*TEXT SECTION*.
⁂

I don’t do new-year resolutions. It’s not that I have anything against the idea, I just figure to save the shame and frustration later; it’s much easier to eliminate any pressure on one’s self from the get go.
With the goodbye of one year and the hello to a new year: I like to reflect.
As I reflect on the year that was 2014- I can safely say it was one of the greatest years of my life to date. It really was a most wonderful year and a small part of me feels undeserving to have all the blessings I have been given! I say this with complete humbleness. I am oh so grateful for what I do have!
Not only did I become wife to a wonderful man, but I also fulfilled one of my greatest dreams and completed my first year in business full time, (and I am not stopping at that). I got to see family members and old friends that I haven’t seen for a long, long time. I moved into a beautiful new home with my husband and furry son, Casper; and I got to travel to some of the most stunning destinations most of us would only dream of visiting.

⁂

*EXTRACTED ENTRIES*.
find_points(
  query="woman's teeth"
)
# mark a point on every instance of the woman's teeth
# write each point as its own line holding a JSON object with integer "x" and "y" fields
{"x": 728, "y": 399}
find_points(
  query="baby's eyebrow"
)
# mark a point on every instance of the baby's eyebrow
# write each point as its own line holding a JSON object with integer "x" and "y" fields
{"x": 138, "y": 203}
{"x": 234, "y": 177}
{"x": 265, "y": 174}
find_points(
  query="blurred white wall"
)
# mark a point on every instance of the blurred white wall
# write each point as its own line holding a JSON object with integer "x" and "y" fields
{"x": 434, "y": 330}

⁂

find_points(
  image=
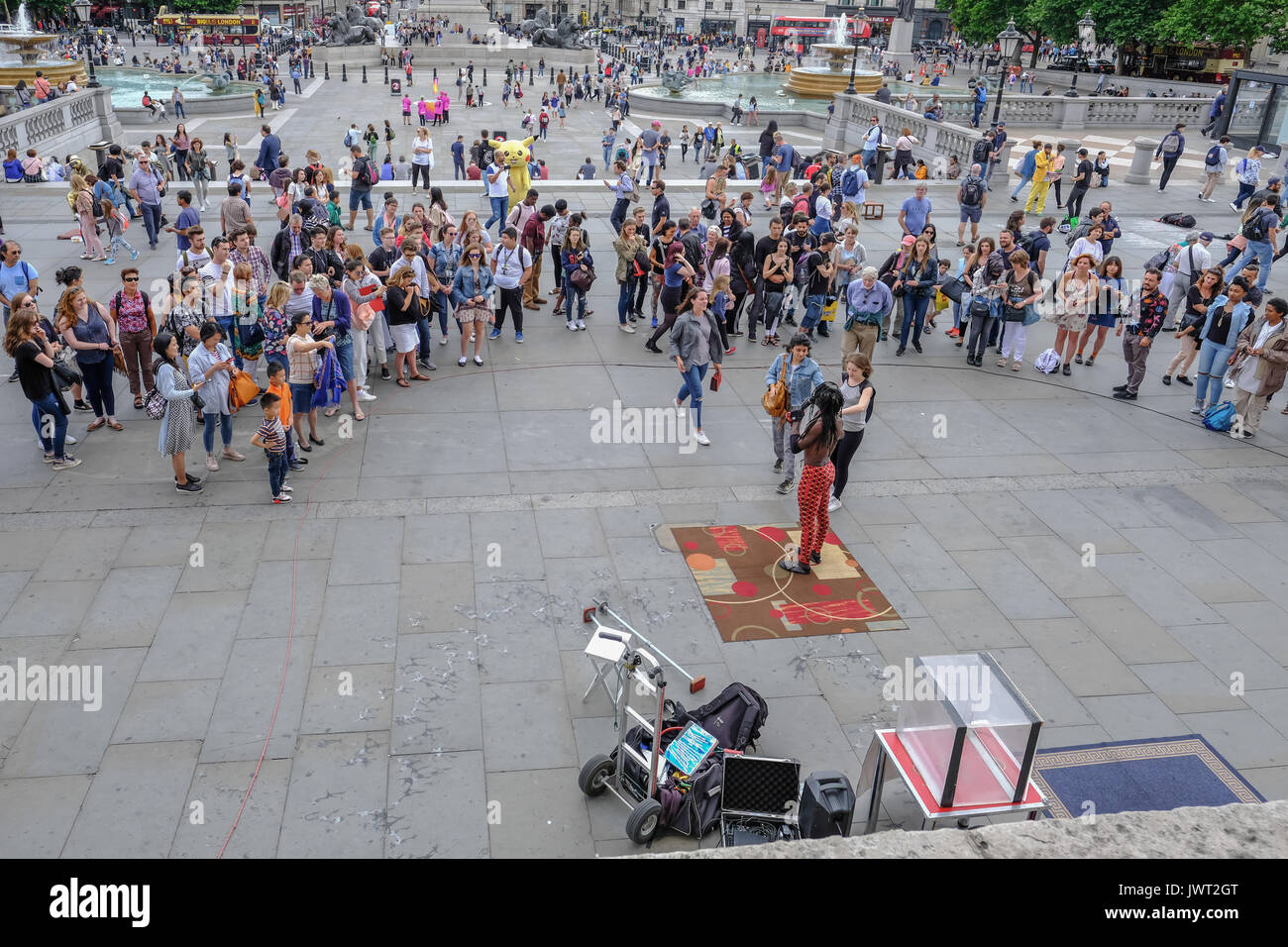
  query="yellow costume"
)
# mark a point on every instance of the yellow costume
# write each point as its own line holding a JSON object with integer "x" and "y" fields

⁂

*TASK ITEM A*.
Quote the reflection on 2014 between "I don’t do new-year" and "the get go.", inclusive.
*TASK ITEM B*.
According to the reflection on 2014, what is the name of the furry son?

*YOUR SOLUTION A*.
I don’t do new-year resolutions. It’s not that I have anything against the idea, I just figure to save the shame and frustration later; it’s much easier to eliminate any pressure on one’s self from the get go.

*YOUR SOLUTION B*.
Casper